* [Exercise brief]
Output every line below exactly, please, omitting pictures.
+++ Entries provided
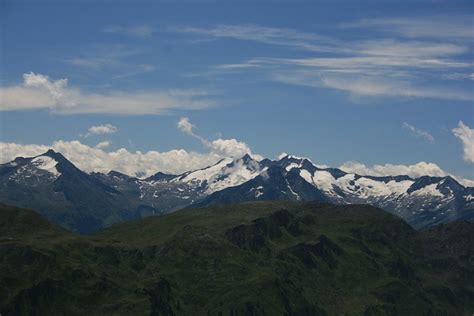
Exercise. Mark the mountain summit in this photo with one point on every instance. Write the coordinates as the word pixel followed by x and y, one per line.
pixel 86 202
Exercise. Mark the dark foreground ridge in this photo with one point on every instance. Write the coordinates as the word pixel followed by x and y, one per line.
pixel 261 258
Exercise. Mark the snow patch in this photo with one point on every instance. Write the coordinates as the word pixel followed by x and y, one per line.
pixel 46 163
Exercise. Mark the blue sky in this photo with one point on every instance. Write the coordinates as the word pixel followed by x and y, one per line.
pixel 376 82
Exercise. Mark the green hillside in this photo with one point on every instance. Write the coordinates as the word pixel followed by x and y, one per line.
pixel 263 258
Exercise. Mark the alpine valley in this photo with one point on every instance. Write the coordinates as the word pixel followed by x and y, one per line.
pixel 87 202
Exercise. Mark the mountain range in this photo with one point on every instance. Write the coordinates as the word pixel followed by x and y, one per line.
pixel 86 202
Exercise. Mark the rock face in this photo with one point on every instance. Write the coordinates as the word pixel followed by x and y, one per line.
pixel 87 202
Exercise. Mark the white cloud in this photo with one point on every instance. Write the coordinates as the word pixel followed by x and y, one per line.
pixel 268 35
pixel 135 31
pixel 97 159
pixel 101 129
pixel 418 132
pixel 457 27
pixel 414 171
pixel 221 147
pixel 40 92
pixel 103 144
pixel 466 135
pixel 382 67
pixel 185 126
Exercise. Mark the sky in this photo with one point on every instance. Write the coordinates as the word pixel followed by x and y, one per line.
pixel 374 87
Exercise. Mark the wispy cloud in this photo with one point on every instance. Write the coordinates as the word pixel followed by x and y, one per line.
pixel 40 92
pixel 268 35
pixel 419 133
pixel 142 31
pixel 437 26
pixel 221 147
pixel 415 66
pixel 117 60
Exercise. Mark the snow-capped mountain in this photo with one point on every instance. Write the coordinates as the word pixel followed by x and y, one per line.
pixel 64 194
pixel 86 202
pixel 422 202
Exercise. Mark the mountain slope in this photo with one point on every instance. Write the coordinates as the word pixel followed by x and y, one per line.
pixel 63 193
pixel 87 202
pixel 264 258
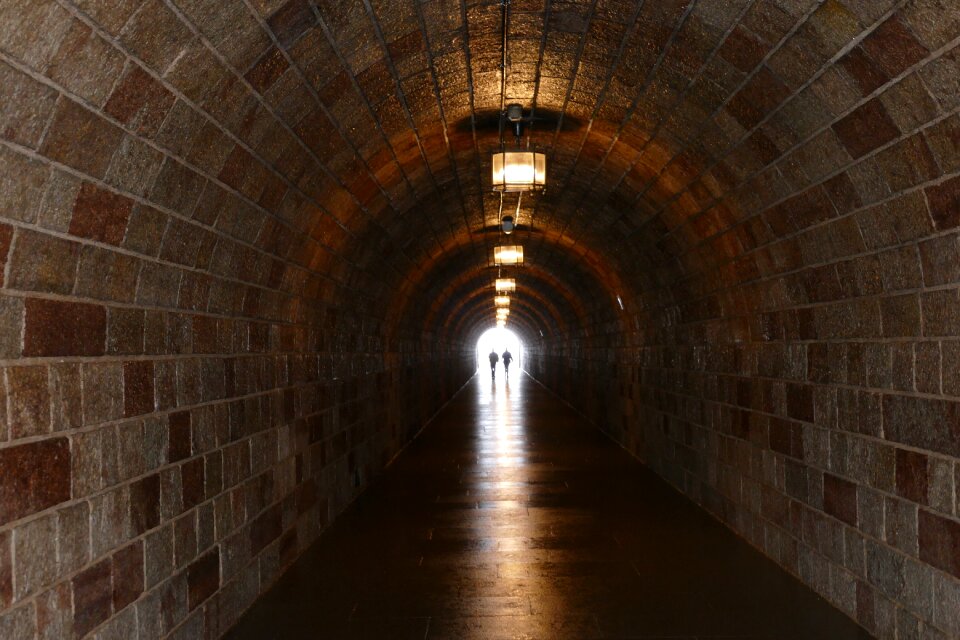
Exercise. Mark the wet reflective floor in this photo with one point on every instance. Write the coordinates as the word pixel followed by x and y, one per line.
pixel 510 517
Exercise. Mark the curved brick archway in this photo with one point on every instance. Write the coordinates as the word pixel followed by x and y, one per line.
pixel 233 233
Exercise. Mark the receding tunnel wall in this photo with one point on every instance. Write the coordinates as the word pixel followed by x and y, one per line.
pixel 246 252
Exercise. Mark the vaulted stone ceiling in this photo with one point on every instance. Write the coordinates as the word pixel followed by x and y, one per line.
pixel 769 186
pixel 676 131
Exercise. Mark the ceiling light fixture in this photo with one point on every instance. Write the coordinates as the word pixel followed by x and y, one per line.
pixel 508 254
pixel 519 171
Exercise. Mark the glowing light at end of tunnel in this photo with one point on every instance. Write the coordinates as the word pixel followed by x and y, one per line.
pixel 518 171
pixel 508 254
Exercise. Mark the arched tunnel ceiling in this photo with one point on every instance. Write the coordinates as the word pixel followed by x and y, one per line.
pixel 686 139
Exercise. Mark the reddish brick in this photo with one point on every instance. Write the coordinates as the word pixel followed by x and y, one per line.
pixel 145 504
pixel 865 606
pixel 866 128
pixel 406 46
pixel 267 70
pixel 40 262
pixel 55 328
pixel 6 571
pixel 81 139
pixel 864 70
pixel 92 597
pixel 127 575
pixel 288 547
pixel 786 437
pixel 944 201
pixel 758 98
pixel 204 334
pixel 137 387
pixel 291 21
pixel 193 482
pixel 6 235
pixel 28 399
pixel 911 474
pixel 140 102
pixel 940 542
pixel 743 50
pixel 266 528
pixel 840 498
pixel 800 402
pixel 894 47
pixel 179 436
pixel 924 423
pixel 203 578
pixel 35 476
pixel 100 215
++++++
* [Result for this task]
Exercise. Mark the mountain summit in this photo with one point on every instance. Write the coordinates as the word pixel followed by x and y, one per line.
pixel 86 202
Exercise. Mark the dark foreground ridge in this photo with one point on every instance. Write the coordinates as the word pixel followed by x and y, one per line.
pixel 261 258
Exercise. Mark the snow patch in this photo with one point on every instance. Write the coordinates as the word pixel followed by x and y, one per line.
pixel 46 163
Exercise. Mark the blue sky in this photo with one point on every instance. Write the coordinates as the word pixel followed by x and y, one per line.
pixel 376 82
Exercise. Mark the green hillside in this photo with one point on every instance. Write the coordinates as the word pixel followed by x and y, one per line.
pixel 263 258
Exercise. Mark the alpine valley in this photo with one point on every instance. Write the coordinates as the word pixel followed by x and y, one per line.
pixel 87 202
Exercise. Mark the mountain range in this photo with one point on every instance. Write the coordinates as the word pixel followed by x and y, one per line.
pixel 86 202
Exercise. Mark the rock face in this photo with one point on every instance. Write the coordinates as the word pixel followed by x and y, one per line.
pixel 87 202
Exercise. Mark the white cloud in this photo with one point on every instance. Write the coordinates as the word pixel followed by x and y, one per line.
pixel 268 35
pixel 135 31
pixel 97 159
pixel 101 129
pixel 418 132
pixel 457 27
pixel 414 171
pixel 221 147
pixel 40 92
pixel 103 144
pixel 466 135
pixel 382 67
pixel 185 126
Exercise. Mark the sky in this photo with one point on every instance. Write the coordinates as the word pixel followed by x and y, one per line.
pixel 374 87
Exercise. Mark the wispy cloud in this photo with one point on every instance. Write the coordinates as the word pixel followed by x and y, one per line.
pixel 40 92
pixel 268 35
pixel 419 133
pixel 142 31
pixel 437 26
pixel 221 147
pixel 415 66
pixel 117 60
Exercise. Mark the snow-capped mountain in this photo with one point on every instance. Write the coordinates as the word pixel followed by x and y, one per line.
pixel 64 194
pixel 86 202
pixel 422 202
Exercise. Mark the mountain slope in this photo with one point on every instance. Write the coordinates as the word pixel followed by x and y, one per line.
pixel 63 193
pixel 87 202
pixel 264 258
Exercise. Mark the wet reflective floor in this photo with one point on every instance. Write the coordinates as the word pixel followed by x and y, one per line.
pixel 510 517
Exercise. Mark the curved brick archway in this photo with one point on every instance. Write the coordinates as the word pixel followed by x and y, one per line.
pixel 233 233
Exercise. Mark the receding tunnel wall in this photo with one point on every instance. Write the coordinates as the word pixel followed by x and y, one per line.
pixel 246 252
Exercise. Mark the vaulted stone ceiling in this photo with one point on every instance. Write the coordinates as the word pixel followed by x and y, one per line.
pixel 769 186
pixel 676 131
Exercise. Mark the ceiling light fixture in this photo with one point on every instance. Write the coordinates as the word pixel followed by x and y, one per line.
pixel 508 254
pixel 519 171
Exercise. Mark the glowing light at end of tunnel in this photo with one point on every instance. Write the coordinates as the word pixel followed by x and y, one per line.
pixel 518 171
pixel 508 254
Exercise. Mark the arched tunnel ceiling in this photo with one point on every instance. Write the coordinates as the word pixel followed by x and y, one per line.
pixel 686 139
Exercise. Mark the reddish brick in this photo with one point on every instance. Write the coordinates as the word pixel followed by x and y, one per line.
pixel 145 504
pixel 865 606
pixel 866 128
pixel 406 46
pixel 267 70
pixel 40 262
pixel 55 328
pixel 6 571
pixel 81 139
pixel 864 70
pixel 92 597
pixel 127 575
pixel 288 547
pixel 786 437
pixel 944 201
pixel 758 98
pixel 204 334
pixel 137 387
pixel 291 21
pixel 193 482
pixel 6 235
pixel 28 399
pixel 911 474
pixel 140 102
pixel 940 542
pixel 743 50
pixel 266 528
pixel 840 498
pixel 800 402
pixel 894 47
pixel 179 436
pixel 924 423
pixel 203 578
pixel 35 476
pixel 100 215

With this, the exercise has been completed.